Extract to read:
───
The other end is already optimised

#

what do you mean by that?

mint viper
#

ur not losing time here

slate sundial
#

as a side note, it's already making 800 requests a second, I just don't want it to drop too far

#

its optimised imo

mint viper
#

how u work with ur datastructure costs u less time than writing a few if-else that cause branch prediction failures

#

since ur container is super small

slate sundial
#

as in the jvm heap size?

mint viper
#

2k is nothing

#

ur toaster can iterate and remove and add 2k items in milliseconds already

slate sundial
#

I mean, it just needs to always be bigger than the amount of currently processed items

#

I know, but that 2k iteration needs to be done 800 times a second

mint viper
#

in the time that u process a single of ur requests, u can add/remove/whatever trillions of items

#

per second

#

but again

#

why dont u use a executorservice

#

it will be much faster than any of ur selfmade bullshit

slate sundial
#

So I'm using one producer thread, multiple consumer threads and concurrency

mint viper
#

i can tell u from experience that executorservice is much faster than any self made queue/thread/whatever combination

slate sundial
#

So I'm running multiple threads that make async requests

#

Let me find a snippet

mint viper
#

ive replaced a complex and optimized c++ program that processed TB of data with a 20 line java program that did the same with executorservice. and it was 10x faster

slate sundial
#
                Request request1 = new RequestBuilder("GET")
                        .setUrl("http://httpforever.com")
                        .setProxyServer(new ProxyServer.Builder(proxy.getIP(), proxy.getPort()).build())
───
(Data items)
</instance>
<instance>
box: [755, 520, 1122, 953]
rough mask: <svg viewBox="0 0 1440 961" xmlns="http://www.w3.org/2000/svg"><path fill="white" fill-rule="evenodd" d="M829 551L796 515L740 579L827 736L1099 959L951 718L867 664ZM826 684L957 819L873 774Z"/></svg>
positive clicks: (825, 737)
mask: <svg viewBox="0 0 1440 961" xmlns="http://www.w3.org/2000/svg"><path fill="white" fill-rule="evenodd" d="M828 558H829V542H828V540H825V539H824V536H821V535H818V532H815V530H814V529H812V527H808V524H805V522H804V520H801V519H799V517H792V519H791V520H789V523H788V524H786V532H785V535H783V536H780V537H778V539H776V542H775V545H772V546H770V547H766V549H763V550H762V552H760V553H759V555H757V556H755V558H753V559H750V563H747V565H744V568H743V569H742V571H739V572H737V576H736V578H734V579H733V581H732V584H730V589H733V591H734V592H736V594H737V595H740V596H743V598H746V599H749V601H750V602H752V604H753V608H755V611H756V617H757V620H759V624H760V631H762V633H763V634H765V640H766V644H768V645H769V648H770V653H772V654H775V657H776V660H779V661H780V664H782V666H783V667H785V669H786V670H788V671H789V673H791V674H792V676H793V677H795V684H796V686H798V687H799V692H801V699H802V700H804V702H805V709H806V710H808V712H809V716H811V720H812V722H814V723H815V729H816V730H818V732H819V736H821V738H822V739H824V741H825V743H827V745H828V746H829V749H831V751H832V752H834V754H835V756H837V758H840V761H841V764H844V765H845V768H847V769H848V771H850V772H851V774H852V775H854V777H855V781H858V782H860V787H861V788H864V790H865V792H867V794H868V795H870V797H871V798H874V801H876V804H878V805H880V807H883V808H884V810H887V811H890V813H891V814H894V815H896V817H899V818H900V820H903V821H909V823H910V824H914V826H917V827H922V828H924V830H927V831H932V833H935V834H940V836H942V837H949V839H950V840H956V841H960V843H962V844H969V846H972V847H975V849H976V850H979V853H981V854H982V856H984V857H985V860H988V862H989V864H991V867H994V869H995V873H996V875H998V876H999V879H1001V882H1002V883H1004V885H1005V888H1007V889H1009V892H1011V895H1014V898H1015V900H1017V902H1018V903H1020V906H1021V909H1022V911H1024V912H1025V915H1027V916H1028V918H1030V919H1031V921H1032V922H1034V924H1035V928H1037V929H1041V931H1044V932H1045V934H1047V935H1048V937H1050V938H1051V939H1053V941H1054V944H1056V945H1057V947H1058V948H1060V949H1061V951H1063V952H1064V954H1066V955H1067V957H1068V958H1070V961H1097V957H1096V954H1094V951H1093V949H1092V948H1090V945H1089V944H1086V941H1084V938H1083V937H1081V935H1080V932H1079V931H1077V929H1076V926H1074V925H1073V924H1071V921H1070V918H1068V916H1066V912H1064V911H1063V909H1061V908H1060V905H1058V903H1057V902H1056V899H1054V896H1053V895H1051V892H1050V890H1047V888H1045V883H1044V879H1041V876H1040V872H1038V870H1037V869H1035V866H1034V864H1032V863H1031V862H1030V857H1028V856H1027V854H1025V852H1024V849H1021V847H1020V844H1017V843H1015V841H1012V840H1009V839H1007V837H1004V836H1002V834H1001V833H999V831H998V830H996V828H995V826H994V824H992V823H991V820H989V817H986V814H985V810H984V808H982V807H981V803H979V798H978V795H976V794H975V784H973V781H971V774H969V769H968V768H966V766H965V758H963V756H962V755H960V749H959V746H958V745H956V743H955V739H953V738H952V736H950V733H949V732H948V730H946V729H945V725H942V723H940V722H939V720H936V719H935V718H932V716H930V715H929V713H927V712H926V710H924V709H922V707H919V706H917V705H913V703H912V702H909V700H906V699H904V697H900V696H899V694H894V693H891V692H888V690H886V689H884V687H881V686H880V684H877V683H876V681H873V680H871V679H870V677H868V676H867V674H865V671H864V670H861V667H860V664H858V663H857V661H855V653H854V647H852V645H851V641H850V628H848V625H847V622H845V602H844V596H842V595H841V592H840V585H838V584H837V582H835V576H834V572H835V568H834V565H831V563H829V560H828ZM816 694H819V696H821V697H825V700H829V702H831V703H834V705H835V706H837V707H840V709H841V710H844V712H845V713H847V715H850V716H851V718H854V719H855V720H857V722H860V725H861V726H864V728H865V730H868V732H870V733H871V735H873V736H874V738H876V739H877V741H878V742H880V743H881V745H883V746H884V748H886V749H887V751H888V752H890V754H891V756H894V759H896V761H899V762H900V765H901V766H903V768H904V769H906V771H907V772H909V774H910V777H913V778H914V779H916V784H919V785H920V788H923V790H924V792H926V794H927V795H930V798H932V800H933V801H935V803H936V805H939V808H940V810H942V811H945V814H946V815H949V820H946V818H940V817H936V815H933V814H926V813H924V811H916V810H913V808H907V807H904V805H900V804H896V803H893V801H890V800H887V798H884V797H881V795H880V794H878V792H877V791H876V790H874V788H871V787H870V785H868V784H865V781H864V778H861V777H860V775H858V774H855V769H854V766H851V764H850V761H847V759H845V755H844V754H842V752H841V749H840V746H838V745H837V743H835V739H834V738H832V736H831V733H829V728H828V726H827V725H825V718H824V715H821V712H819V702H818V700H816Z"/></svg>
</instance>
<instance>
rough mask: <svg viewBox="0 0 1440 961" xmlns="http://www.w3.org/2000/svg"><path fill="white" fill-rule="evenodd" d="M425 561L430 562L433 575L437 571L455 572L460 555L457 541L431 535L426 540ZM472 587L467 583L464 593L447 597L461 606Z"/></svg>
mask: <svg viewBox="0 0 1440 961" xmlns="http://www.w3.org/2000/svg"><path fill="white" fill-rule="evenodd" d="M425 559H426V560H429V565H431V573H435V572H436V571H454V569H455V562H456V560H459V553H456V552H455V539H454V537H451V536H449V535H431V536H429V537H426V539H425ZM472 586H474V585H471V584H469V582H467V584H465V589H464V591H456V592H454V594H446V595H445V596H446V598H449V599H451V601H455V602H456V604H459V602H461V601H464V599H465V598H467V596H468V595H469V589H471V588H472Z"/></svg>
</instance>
───
Problem statement:
Please quote the forum thread on request throughput from "how u work with" to "jvm heap size?", keeping every word and mark as it appears.

Answer to this problem:
how u work with ur datastructure costs u less time than writing a few if-else that cause branch prediction failures

#

since ur container is super small

slate sundial
#

as in the jvm heap size?